- [Zadania do wykonania]
**A.** Przepisz dokładnie fragment tekstu o zamku w Tykocinie, który zaczyna się od słów zawierających „Małgorzata Pawłowska [email protected]”, a kończy na „(fot. A. Chomicz)”.
**B.** Przetłumacz na angielski to zdanie z tekstu o zamku w Tykocinie: „Znajomi nie pytają go o zdrowie, lecz o jego tykocińską twierdzę.”

- [Cytowany tekst]

Zamek w Tykocinie. Zbudował go białostocki biznesman Jacek Nazarko (zdjęcia)

Małgorzata Pawłowska [email protected]
W tej pięknej sali była niegdyś kuchnia zamkowa, w której gotowano dla wojska
W tej pięknej sali była niegdyś kuchnia zamkowa, w której gotowano dla wojska A. Chomicz
Znajomi nie pytają go o zdrowie, lecz o jego tykocińską twierdzę. Jacek Nazarko zbudował ją na podstawie wykopanych z ziemi drobiazgów, które skrupulatne porządkowane czekały przez 40 lat. Opłaciło się. Efektów może pozazdrościć nawet Warszawa i Kraków.

Zamek w Tykocinie

W tej pięknej sali była niegdyś kuchnia zamkowa, w której gotowano dla wojska
W tej pięknej sali była niegdyś kuchnia zamkowa, w której gotowano dla wojska A. Chomicz

W tej pięknej sali była niegdyś kuchnia zamkowa, w której gotowano dla wojska
(fot. A. Chomicz)

Zamek w Tykocinie. Nie będę tutaj mieszkał! - zapowiada białostoczanin Jacek Nazarko, właściciel odbudowanej twierdzy w Tykocinie. - Nie zamierzam być panem na zamku - dodaje.

- [Fragmenty danych]
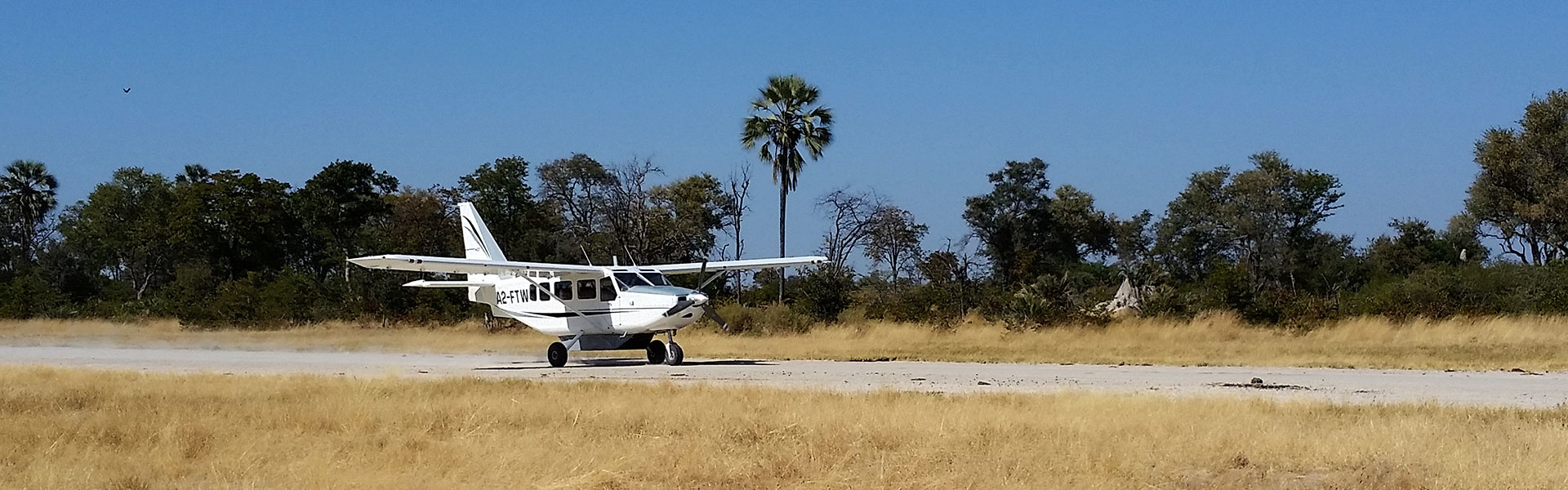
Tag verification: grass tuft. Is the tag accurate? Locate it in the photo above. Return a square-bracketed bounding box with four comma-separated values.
[0, 369, 1568, 490]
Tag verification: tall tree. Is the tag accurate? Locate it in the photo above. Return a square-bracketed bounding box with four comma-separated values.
[293, 160, 397, 283]
[817, 189, 881, 274]
[539, 154, 619, 261]
[648, 174, 735, 262]
[866, 204, 930, 286]
[0, 160, 60, 270]
[457, 155, 559, 261]
[60, 167, 176, 300]
[724, 165, 751, 298]
[1154, 151, 1348, 292]
[740, 75, 833, 303]
[1464, 90, 1568, 264]
[964, 158, 1087, 286]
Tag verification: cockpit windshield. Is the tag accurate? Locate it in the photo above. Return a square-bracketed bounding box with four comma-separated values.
[615, 272, 670, 287]
[615, 272, 648, 287]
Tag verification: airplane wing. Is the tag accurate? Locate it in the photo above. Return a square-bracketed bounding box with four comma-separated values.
[403, 279, 496, 287]
[348, 255, 604, 274]
[639, 256, 828, 274]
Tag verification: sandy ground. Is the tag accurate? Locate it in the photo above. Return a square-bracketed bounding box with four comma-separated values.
[0, 347, 1568, 407]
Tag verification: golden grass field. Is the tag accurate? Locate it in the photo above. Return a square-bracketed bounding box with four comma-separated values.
[0, 316, 1568, 371]
[0, 368, 1568, 490]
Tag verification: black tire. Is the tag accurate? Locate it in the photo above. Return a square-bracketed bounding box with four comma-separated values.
[665, 342, 685, 366]
[544, 342, 566, 368]
[648, 341, 665, 364]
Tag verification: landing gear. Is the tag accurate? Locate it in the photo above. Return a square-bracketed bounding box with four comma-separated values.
[665, 330, 685, 366]
[665, 342, 685, 366]
[648, 341, 665, 364]
[544, 342, 566, 368]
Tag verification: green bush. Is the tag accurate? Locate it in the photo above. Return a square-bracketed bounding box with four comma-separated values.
[718, 303, 815, 335]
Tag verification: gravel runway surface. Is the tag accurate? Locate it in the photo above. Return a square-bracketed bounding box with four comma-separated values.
[0, 345, 1568, 408]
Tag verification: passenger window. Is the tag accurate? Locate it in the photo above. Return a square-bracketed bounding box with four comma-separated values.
[643, 272, 670, 286]
[599, 278, 615, 301]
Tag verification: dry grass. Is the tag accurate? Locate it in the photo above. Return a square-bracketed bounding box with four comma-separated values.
[0, 369, 1568, 490]
[0, 316, 1568, 371]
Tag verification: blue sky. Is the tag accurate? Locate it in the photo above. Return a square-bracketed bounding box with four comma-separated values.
[0, 2, 1568, 256]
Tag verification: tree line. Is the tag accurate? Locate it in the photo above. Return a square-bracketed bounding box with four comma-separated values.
[0, 82, 1568, 330]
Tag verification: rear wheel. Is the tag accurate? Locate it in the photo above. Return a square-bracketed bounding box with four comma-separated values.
[648, 341, 665, 364]
[665, 342, 685, 366]
[544, 342, 566, 368]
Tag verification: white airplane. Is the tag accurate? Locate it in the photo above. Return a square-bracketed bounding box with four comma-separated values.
[348, 203, 828, 368]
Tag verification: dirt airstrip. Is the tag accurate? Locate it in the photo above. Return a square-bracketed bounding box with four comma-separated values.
[0, 345, 1568, 408]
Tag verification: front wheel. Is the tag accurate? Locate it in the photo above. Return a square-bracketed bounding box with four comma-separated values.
[665, 342, 685, 366]
[544, 342, 566, 368]
[648, 341, 665, 364]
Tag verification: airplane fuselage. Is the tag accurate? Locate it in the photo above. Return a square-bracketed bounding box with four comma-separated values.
[469, 267, 712, 336]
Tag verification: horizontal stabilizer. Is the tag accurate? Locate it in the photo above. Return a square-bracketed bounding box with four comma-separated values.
[403, 279, 496, 287]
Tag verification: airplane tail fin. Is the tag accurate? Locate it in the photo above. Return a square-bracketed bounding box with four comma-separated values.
[458, 203, 506, 296]
[458, 203, 506, 261]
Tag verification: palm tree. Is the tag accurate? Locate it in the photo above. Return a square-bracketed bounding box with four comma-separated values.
[0, 160, 60, 265]
[740, 75, 833, 303]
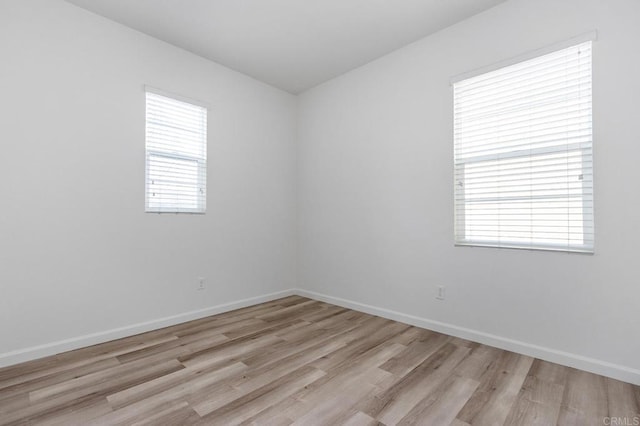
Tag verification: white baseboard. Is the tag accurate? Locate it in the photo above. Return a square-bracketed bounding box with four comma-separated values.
[5, 289, 640, 385]
[295, 289, 640, 385]
[0, 289, 295, 367]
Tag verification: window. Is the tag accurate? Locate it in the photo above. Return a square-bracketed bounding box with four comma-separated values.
[453, 41, 594, 252]
[145, 89, 207, 213]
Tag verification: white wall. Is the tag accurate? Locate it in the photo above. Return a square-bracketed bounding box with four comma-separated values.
[0, 0, 296, 365]
[298, 0, 640, 381]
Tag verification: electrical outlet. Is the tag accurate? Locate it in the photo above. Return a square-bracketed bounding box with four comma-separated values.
[436, 285, 445, 300]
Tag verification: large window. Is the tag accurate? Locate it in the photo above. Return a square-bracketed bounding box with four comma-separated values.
[145, 89, 207, 213]
[453, 41, 594, 252]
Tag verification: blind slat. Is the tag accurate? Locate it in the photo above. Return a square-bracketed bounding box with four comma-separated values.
[453, 41, 594, 252]
[145, 92, 207, 213]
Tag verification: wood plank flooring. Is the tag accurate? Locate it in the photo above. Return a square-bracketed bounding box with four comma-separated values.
[0, 296, 640, 426]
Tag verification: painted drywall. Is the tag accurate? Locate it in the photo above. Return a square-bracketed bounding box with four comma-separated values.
[298, 0, 640, 381]
[0, 0, 296, 363]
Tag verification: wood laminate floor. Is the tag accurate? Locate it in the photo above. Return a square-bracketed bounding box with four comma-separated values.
[0, 296, 640, 426]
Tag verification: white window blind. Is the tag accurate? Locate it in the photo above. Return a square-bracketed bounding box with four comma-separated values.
[453, 41, 594, 252]
[145, 89, 207, 213]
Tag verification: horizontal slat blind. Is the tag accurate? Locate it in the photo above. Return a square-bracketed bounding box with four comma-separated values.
[453, 41, 594, 252]
[146, 91, 207, 213]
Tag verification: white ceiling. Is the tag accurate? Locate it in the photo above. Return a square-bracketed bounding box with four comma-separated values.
[67, 0, 505, 93]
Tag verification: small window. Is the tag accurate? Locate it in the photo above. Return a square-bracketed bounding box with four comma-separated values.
[145, 89, 207, 213]
[453, 41, 594, 252]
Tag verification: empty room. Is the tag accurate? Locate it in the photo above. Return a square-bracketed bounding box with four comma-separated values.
[0, 0, 640, 426]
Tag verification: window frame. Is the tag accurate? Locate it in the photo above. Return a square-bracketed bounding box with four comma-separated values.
[451, 31, 597, 254]
[144, 86, 209, 214]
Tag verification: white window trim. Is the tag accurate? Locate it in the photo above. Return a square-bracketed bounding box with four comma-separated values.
[142, 85, 210, 215]
[450, 35, 598, 255]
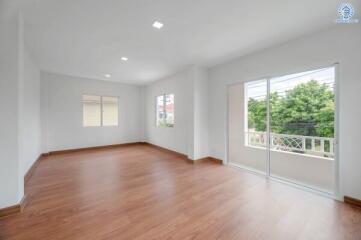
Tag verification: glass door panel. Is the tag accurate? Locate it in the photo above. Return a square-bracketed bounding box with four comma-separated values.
[269, 68, 335, 193]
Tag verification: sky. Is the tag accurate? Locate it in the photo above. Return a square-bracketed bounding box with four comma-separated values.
[246, 67, 335, 100]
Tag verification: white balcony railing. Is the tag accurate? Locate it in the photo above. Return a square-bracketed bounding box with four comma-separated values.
[246, 131, 335, 158]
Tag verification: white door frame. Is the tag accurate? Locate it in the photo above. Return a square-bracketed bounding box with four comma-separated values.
[223, 63, 343, 201]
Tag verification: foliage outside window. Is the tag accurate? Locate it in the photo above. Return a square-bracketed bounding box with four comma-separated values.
[82, 95, 119, 127]
[245, 68, 335, 158]
[156, 94, 174, 127]
[248, 80, 335, 137]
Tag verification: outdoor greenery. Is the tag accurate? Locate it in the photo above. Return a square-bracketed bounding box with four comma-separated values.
[248, 80, 334, 137]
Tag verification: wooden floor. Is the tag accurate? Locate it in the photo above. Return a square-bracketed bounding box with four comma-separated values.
[0, 145, 361, 240]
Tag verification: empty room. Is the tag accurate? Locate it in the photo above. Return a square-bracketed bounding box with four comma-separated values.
[0, 0, 361, 240]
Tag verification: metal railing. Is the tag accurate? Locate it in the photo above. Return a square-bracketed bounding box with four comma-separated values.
[245, 131, 335, 158]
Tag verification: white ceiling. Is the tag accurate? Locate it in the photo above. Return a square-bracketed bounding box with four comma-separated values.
[19, 0, 359, 84]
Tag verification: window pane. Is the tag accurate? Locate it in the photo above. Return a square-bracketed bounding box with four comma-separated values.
[83, 95, 101, 127]
[165, 94, 174, 127]
[156, 95, 165, 126]
[102, 97, 119, 126]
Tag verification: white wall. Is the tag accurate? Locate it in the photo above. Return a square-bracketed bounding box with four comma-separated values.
[145, 70, 193, 155]
[145, 66, 209, 160]
[209, 24, 361, 199]
[192, 67, 209, 159]
[19, 47, 41, 176]
[41, 72, 143, 152]
[0, 1, 23, 208]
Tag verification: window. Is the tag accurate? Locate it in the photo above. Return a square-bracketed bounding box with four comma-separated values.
[245, 68, 335, 159]
[83, 95, 119, 127]
[156, 94, 174, 127]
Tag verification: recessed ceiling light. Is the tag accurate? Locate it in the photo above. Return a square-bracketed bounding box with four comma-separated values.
[153, 21, 164, 29]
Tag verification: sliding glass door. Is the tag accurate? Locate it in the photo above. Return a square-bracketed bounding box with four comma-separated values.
[228, 67, 336, 193]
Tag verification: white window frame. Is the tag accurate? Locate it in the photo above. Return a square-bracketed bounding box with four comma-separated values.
[155, 93, 175, 128]
[81, 94, 119, 128]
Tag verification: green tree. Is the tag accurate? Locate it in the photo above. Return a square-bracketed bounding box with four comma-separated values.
[248, 80, 334, 137]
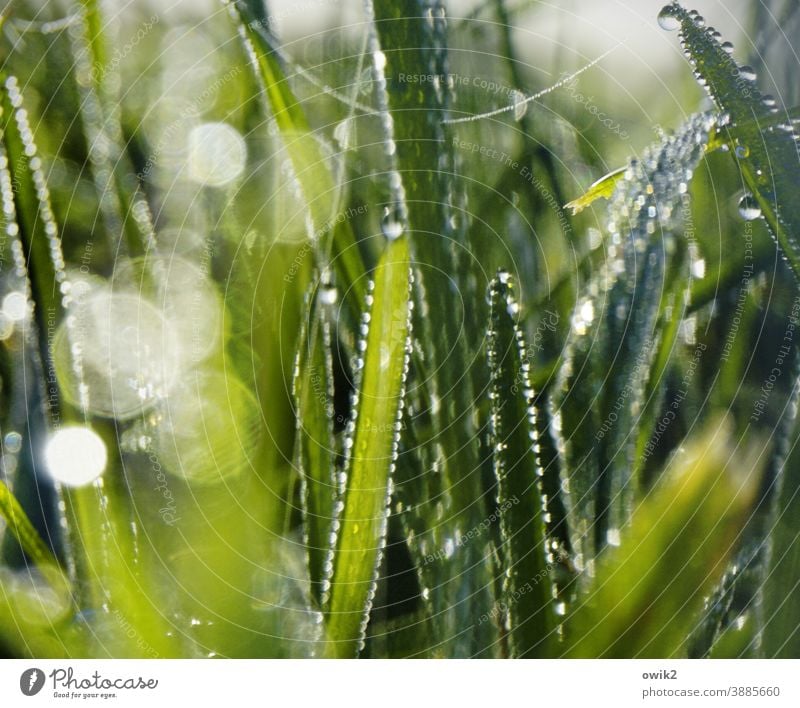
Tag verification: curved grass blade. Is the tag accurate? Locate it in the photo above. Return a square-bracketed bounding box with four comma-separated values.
[565, 426, 760, 658]
[324, 237, 410, 658]
[69, 0, 158, 256]
[659, 2, 800, 279]
[487, 272, 557, 658]
[223, 0, 365, 310]
[293, 287, 338, 602]
[551, 114, 714, 575]
[367, 0, 499, 657]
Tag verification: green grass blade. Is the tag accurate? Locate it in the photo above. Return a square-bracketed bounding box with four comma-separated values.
[70, 0, 158, 256]
[660, 3, 800, 278]
[552, 114, 713, 568]
[224, 0, 365, 312]
[487, 272, 557, 658]
[369, 0, 498, 657]
[566, 426, 759, 658]
[293, 286, 338, 601]
[762, 368, 800, 659]
[326, 237, 410, 657]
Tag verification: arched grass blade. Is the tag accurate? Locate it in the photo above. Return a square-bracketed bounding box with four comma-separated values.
[565, 425, 760, 658]
[660, 2, 800, 279]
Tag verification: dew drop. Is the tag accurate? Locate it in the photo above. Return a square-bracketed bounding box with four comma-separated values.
[44, 426, 108, 487]
[3, 290, 28, 322]
[739, 194, 761, 221]
[658, 5, 681, 32]
[3, 430, 22, 454]
[511, 90, 528, 121]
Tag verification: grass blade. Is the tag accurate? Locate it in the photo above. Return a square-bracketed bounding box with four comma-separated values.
[566, 420, 759, 658]
[326, 237, 410, 657]
[293, 287, 338, 601]
[487, 272, 557, 658]
[225, 0, 365, 310]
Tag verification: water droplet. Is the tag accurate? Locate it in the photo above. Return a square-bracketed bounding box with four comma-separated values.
[44, 426, 108, 487]
[658, 5, 681, 32]
[372, 49, 386, 71]
[511, 90, 528, 121]
[739, 194, 761, 221]
[319, 284, 339, 305]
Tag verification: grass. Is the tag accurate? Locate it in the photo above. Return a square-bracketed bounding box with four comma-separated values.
[0, 0, 800, 658]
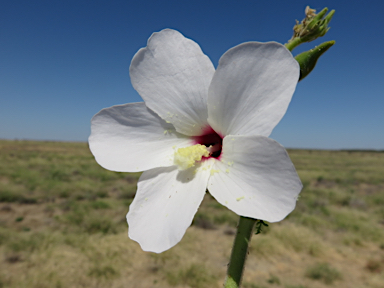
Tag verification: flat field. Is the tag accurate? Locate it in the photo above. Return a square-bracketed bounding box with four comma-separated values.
[0, 140, 384, 288]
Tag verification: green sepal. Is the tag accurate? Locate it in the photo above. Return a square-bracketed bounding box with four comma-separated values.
[295, 41, 335, 81]
[255, 220, 269, 235]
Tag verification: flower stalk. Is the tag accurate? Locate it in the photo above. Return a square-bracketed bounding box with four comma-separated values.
[224, 216, 257, 288]
[295, 41, 335, 81]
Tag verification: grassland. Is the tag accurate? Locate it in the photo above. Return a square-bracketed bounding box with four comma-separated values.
[0, 140, 384, 288]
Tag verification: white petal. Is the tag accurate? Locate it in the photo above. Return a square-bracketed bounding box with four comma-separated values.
[89, 103, 193, 172]
[129, 29, 215, 136]
[208, 42, 300, 136]
[127, 161, 212, 253]
[208, 135, 302, 222]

- [Odpowiedzi]
**A.**
Małgorzata Pawłowska [email protected]
W tej pięknej sali była niegdyś kuchnia zamkowa, w której gotowano dla wojska
W tej pięknej sali była niegdyś kuchnia zamkowa, w której gotowano dla wojska A. Chomicz
Znajomi nie pytają go o zdrowie, lecz o jego tykocińską twierdzę. Jacek Nazarko zbudował ją na podstawie wykopanych z ziemi drobiazgów, które skrupulatne porządkowane czekały przez 40 lat. Opłaciło się. Efektów może pozazdrościć nawet Warszawa i Kraków.

Zamek w Tykocinie

W tej pięknej sali była niegdyś kuchnia zamkowa, w której gotowano dla wojska
W tej pięknej sali była niegdyś kuchnia zamkowa, w której gotowano dla wojska A. Chomicz

W tej pięknej sali była niegdyś kuchnia zamkowa, w której gotowano dla wojska
(fot. A. Chomicz)

**B.** His acquaintances don't ask him about his health, but about his fortress in Tykocin.